* _WRITTEN INSTRUCTION_:
Please extract each line of the material below that contains the word "flower".

* _DATASET ROWS_:
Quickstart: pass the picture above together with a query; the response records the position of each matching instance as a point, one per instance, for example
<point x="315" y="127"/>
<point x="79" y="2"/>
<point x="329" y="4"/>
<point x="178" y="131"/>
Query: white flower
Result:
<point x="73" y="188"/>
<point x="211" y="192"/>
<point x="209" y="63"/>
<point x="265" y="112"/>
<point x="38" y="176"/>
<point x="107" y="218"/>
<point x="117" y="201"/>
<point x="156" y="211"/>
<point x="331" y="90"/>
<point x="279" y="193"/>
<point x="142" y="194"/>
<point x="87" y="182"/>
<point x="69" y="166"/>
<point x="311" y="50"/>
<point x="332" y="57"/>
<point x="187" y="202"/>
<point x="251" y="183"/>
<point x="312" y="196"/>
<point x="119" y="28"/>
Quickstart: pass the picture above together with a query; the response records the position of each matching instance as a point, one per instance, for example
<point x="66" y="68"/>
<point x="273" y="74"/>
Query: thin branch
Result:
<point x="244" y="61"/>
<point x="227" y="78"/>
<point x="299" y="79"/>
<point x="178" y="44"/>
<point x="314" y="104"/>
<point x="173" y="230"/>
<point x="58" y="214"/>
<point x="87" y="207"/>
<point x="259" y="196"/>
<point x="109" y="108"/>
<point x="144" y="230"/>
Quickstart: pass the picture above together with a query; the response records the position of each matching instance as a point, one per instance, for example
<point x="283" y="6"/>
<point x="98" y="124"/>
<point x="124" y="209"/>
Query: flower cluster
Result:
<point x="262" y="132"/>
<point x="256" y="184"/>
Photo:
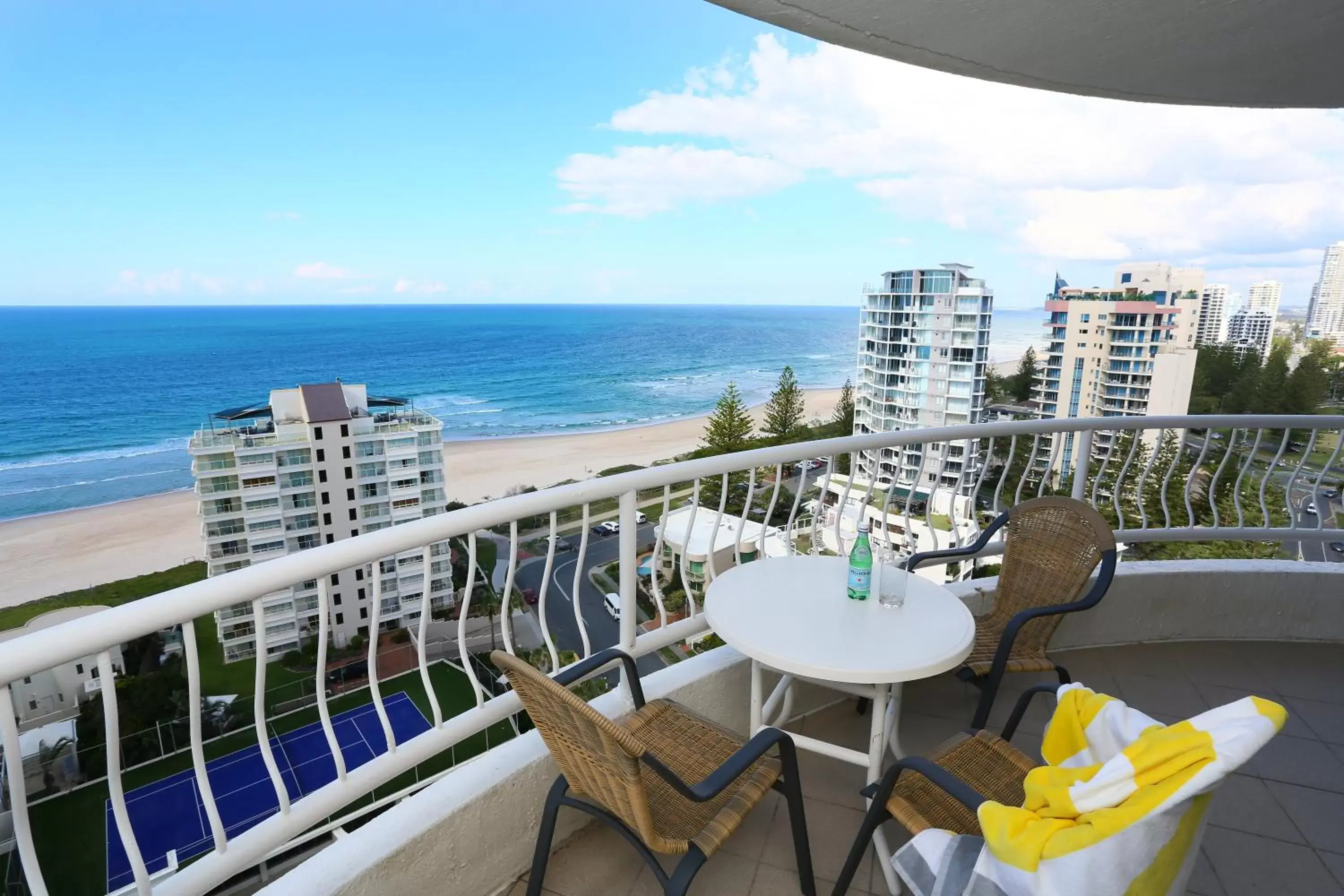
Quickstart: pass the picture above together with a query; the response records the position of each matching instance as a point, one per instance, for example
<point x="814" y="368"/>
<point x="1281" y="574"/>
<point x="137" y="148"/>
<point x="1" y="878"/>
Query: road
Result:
<point x="603" y="629"/>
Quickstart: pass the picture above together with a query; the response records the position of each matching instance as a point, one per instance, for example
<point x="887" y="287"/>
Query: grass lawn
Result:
<point x="111" y="594"/>
<point x="70" y="835"/>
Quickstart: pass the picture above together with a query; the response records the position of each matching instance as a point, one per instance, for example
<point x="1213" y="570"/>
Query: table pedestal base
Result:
<point x="883" y="732"/>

* _WRITTEN RESPONSE_:
Query: white flower
Query: flower cluster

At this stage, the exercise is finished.